*What is expected*. No record may be omitted; give all of them again exactly.

Point localization data
+-------+

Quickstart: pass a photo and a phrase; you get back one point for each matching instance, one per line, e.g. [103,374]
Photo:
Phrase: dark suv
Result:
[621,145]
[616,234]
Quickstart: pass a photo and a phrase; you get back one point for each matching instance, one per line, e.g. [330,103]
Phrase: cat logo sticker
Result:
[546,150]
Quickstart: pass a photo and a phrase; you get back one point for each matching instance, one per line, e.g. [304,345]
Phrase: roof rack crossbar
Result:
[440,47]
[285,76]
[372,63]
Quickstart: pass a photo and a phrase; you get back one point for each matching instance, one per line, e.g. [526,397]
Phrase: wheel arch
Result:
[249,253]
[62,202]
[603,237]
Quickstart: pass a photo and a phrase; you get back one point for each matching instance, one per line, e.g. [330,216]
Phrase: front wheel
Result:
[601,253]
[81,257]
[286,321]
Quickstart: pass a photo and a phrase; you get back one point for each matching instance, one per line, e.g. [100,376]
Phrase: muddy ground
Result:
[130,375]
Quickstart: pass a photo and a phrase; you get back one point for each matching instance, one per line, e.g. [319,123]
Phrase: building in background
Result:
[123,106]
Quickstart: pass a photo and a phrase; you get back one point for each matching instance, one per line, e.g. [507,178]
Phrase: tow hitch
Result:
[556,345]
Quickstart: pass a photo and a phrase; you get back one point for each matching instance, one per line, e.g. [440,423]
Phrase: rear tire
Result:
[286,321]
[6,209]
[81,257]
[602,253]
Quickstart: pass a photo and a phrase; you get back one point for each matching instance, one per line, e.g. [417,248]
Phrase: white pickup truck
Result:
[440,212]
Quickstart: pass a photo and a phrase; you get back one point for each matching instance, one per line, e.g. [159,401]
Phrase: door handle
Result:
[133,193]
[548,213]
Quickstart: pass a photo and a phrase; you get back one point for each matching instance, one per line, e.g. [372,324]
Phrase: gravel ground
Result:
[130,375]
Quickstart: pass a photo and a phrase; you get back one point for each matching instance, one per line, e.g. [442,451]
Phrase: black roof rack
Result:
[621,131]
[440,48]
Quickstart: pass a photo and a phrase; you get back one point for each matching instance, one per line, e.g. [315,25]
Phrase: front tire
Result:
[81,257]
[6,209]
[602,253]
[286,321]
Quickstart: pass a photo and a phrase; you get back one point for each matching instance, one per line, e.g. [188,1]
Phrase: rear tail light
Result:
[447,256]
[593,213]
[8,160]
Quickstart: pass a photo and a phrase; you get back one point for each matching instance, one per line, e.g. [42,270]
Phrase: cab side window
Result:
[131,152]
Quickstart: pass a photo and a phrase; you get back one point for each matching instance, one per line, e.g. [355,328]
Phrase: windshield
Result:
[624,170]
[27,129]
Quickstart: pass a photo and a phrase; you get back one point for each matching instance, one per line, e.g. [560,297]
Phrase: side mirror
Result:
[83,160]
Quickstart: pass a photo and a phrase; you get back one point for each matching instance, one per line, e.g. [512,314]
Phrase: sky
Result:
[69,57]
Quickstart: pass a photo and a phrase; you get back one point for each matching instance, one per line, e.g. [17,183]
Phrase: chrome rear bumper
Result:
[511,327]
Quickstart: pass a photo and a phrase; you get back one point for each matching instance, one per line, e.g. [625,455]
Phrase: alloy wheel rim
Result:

+-------+

*Problem solution*.
Quickstart: pass a photo and a phrase; you get back one point for each matching instance, one per line, e.g. [103,374]
Photo:
Phrase: dark suv
Result:
[621,145]
[616,234]
Quickstart: pass a photo and a phrase; you get back one point for each matching instance, one per line, e.g. [330,103]
Phrase: cat logo sticker
Result:
[546,150]
Quickstart: pass a photo and a phrase; you get back one point for each matching instance, one per line, e.g. [304,345]
Phrase: roof rack crossbar
Result:
[440,47]
[285,76]
[372,63]
Quickstart: pass a photo and a phrase; you get back one point for each matching instance, one per line, e.g. [526,397]
Phrase: wheel arch
Result:
[249,253]
[62,202]
[603,237]
Quickstart: pass a photo and a phrase; you get back one point for each matching instance, one per line, e.g. [330,216]
Phrase: front wheel
Result:
[601,253]
[81,257]
[286,321]
Quickstart: pass a photo and a phrase; you get back one point for each matching instance, one per line, e.g. [100,376]
Phrase: muddy ground
Result:
[130,375]
Quickstart: pass a photo and a phrase; you get back one point for each matching instance, one per line, e.g. [319,123]
Phrase: building in background
Result:
[123,106]
Quickstart: pass a photo and a phrase; you get back one point for each matching instance, one per line, e.g. [507,178]
Phrase: tow hitch
Result:
[556,345]
Quickstart: pass a photo and a phrase; you get back one point for each matching instance, one per line, e.g. [440,423]
Phrase: rear tire
Result:
[286,321]
[6,209]
[81,257]
[602,253]
Quickstart: pass a photo and a phrase; you get back one point for each matching instance, one per line, e.g. [417,248]
Phrase: white pickup truck
Result:
[440,212]
Quickstart: pass a photo and a phrase; you get back one point for each matching instance, one per line, e.g. [159,401]
Phrase: door handle
Result:
[133,193]
[548,213]
Quickstart: pass a photo and a phrase; you get back one point for each matching instance, one per line, e.g. [372,324]
Phrase: gravel ground
Result:
[130,375]
Quickstart: pass a photo and a phrase; you get back one point for each matching instance, one per line, e.g. [442,451]
Phrase: black roof rack
Result:
[621,131]
[440,48]
Quickstart: pass a photo and a phrase; you get back one point for each matching instance, one per line, e.g. [315,25]
Phrase: front tire
Result:
[81,257]
[6,209]
[602,253]
[286,321]
Quickstart: pass a photo and a phrase; you get back one point for each matching instance, one per line, e.g. [188,1]
Phrase: rear tail light
Result:
[447,256]
[593,213]
[8,160]
Quickstart: pass a photo and a phrase; you get back one point for each matching instance, one per line, e.g. [42,270]
Phrase: cab side window
Result:
[131,152]
Quickstart: pass a photo and a phrase; you get back one point for each matching instance, one per line, e.g. [355,328]
Phrase: windshield
Result:
[624,170]
[27,129]
Quickstart: pass a photo and a phrase; you get back one point for each matching instance, one per line, e.g. [560,297]
Phrase: side mirror
Result:
[83,160]
Quickstart: pass a photo and a phrase; you get back one point for each matching instance, one per line, e.g. [512,314]
Phrase: sky
Result:
[69,57]
Quickstart: pass a photo and a phrase; you get back one point for each matching instance, one per line, e.g. [17,183]
Phrase: chrome rear bumper
Result:
[511,327]
Quickstart: pass a photo and a phrase; you get back one point for each matching instance, one per line, e.g. [625,455]
Phrase: alloy wheel rim
Result:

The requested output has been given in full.